> **TEXT TO READ**:
....

OceanStreamIO · mihaiboldeanu · Nov 29, 2023 · Nov 29, 2023
diff --git a/oceanstream/L2_calibrated_data/__init__.py b/oceanstream/L2_calibrated_data/__init__.py
@@ -11,5 +11,5 @@
 from .processed_data_io import read_processed, write_processed
 from .sv_computation import compute_sv
 from .sv_dataset_extension import enrich_sv_dataset
-from .sv_interpolation import interpolate_sv
+from .sv_interpolation import interpolate_sv, regrid_dataset
 from .target_strength_computation import compute_target_strength
diff --git a/oceanstream/L2_calibrated_data/sv_interpolation.py b/oceanstream/L2_calibrated_data/sv_interpolation.py
@@ -8,10 +8,11 @@
 it offers edge filling capabilities to enhance the quality of interpolated echograms.
 """
 from pathlib import Path
-from typing import Union
+from typing import Hashable, Tuple, Union
 
 import numpy as np
 import xarray as xr
+from scipy.interpolate import interp1d
 
 from oceanstream.L2_calibrated_data.processed_data_io import read_processed
 
@@ -99,3 +100,180 @@ def interpolate_sv(
     dataset["Sv_interpolated"] = interpolated_sv
 
     return dataset
+
+
+def find_impacted_variables(
+    dataset: xr.Dataset, target_dim: str = "range_sample"
+) -> list[Hashable]:
+    """
+    Finds and lists the variable names in a given xarray Dataset that are associated with a specified dimension.
+
+    Parameters:
+    - dataset (xr.Dataset): The xarray Dataset to search for variables.
+    - target_dim (str, optional): The name of the target dimension to check in each variable. Defaults to "range_sample".
+
+    Returns:
+    - list[Hashable]: A list of variable names (hashable items) that have the target dimension.
+
+    Example:
+    >> impacted_vars = find_impacted_variables(dataset)
+    Expected Output:
+    A list of variable names from the dataset which have 'range_sample' as one of their dimensions.
+
+    >> impacted_vars = find_impacted_variables(dataset, target_dim='time')
+    Expected Output:
+    A list of variable names from the dataset which have 'time' as one of their dimensions.
+    """
+    variable_list = []
+    for var_name, data_array in dataset.variables.items():
+        if target_dim in data_array.dims and var_name != target_dim:
+            variable_list.append(var_name)
+    return variable_list
+
+
+def find_lowest_resolution_channel(dataset: xr.Dataset) -> Tuple[int, int]:
+    """
+    Finds the channel with the lowest resolution in a given xarray Dataset based on echo range data.

....

> **JOBS**:
1. Can you reproduce the part of the diff between "OceanStreamIO · mihaiboldeanu" and "of interpolated echograms.", inclusive?
2. Answer these from the diff:
(a) Which name is added to the import from sv_interpolation in the package's __init__.py?
(b) What is the default value of target_dim in find_impacted_variables?
(c) Which function is newly imported from scipy.interpolate?
3. According to the diff, why does the sv_interpolation module offer edge filling capabilities?

....

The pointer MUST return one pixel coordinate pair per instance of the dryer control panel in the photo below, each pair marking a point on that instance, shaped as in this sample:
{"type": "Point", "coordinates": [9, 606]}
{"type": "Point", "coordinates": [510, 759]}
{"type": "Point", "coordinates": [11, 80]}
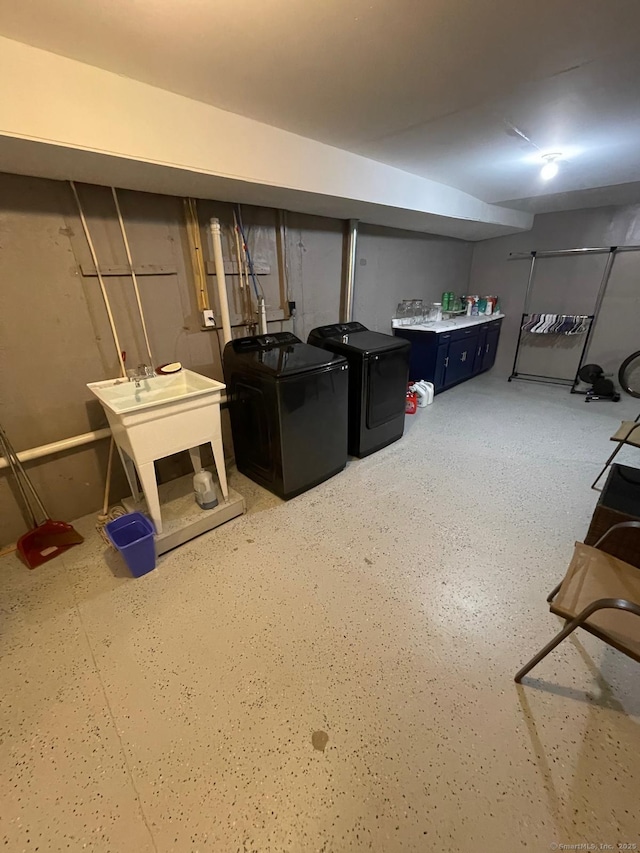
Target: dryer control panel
{"type": "Point", "coordinates": [337, 330]}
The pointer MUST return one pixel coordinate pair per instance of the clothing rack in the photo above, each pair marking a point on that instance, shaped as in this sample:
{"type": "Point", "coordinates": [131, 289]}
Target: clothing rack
{"type": "Point", "coordinates": [611, 251]}
{"type": "Point", "coordinates": [585, 319]}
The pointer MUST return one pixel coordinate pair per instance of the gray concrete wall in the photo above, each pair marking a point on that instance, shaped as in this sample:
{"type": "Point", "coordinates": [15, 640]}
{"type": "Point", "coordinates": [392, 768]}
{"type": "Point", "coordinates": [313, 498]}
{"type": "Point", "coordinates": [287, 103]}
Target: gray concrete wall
{"type": "Point", "coordinates": [55, 336]}
{"type": "Point", "coordinates": [394, 265]}
{"type": "Point", "coordinates": [566, 285]}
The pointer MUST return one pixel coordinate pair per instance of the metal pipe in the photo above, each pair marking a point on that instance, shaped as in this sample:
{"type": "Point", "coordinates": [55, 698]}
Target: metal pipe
{"type": "Point", "coordinates": [134, 278]}
{"type": "Point", "coordinates": [103, 288]}
{"type": "Point", "coordinates": [527, 295]}
{"type": "Point", "coordinates": [596, 311]}
{"type": "Point", "coordinates": [600, 250]}
{"type": "Point", "coordinates": [350, 270]}
{"type": "Point", "coordinates": [60, 446]}
{"type": "Point", "coordinates": [218, 260]}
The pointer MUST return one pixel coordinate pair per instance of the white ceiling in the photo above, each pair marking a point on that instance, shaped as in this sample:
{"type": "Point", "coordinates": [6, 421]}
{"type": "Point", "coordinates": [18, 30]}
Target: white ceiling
{"type": "Point", "coordinates": [434, 87]}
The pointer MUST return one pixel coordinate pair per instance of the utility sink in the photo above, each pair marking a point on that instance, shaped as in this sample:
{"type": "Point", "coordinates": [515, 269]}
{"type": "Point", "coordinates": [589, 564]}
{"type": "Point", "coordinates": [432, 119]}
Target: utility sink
{"type": "Point", "coordinates": [158, 416]}
{"type": "Point", "coordinates": [122, 396]}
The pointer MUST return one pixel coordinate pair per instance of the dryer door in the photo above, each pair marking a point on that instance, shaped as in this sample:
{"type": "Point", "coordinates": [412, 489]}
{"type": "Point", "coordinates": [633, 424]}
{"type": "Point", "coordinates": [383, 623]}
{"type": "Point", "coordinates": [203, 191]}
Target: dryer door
{"type": "Point", "coordinates": [387, 375]}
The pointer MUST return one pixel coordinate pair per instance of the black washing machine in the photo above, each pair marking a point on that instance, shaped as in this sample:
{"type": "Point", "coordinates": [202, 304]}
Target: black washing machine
{"type": "Point", "coordinates": [288, 403]}
{"type": "Point", "coordinates": [378, 376]}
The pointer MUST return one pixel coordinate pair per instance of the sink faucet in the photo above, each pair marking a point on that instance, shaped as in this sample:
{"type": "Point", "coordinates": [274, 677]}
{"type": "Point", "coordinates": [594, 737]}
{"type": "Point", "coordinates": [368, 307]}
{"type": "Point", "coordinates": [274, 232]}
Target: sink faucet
{"type": "Point", "coordinates": [142, 371]}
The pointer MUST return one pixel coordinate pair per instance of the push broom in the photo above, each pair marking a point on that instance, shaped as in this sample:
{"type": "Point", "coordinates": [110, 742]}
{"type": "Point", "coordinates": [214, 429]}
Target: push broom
{"type": "Point", "coordinates": [48, 538]}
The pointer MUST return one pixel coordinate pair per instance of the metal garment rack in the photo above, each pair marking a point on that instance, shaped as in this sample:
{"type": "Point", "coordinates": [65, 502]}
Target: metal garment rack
{"type": "Point", "coordinates": [611, 252]}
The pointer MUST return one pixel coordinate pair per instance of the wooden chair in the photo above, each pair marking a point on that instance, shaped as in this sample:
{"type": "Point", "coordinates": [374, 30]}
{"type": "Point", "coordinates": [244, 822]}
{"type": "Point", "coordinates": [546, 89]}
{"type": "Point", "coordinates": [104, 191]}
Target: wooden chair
{"type": "Point", "coordinates": [600, 594]}
{"type": "Point", "coordinates": [628, 433]}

....

> **THE RESULTS**:
1.
OceanStreamIO · mihaiboldeanu · Nov 29, 2023 · Nov 29, 2023
diff --git a/oceanstream/L2_calibrated_data/__init__.py b/oceanstream/L2_calibrated_data/__init__.py
@@ -11,5 +11,5 @@
 from .processed_data_io import read_processed, write_processed
 from .sv_computation import compute_sv
 from .sv_dataset_extension import enrich_sv_dataset
-from .sv_interpolation import interpolate_sv
+from .sv_interpolation import interpolate_sv, regrid_dataset
 from .target_strength_computation import compute_target_strength
diff --git a/oceanstream/L2_calibrated_data/sv_interpolation.py b/oceanstream/L2_calibrated_data/sv_interpolation.py
@@ -8,10 +8,11 @@
 it offers edge filling capabilities to enhance the quality of interpolated echograms.

2.
(a) regrid_dataset
(b) "range_sample"
(c) interp1d

3. It offers edge filling capabilities to enhance the quality of interpolated echograms.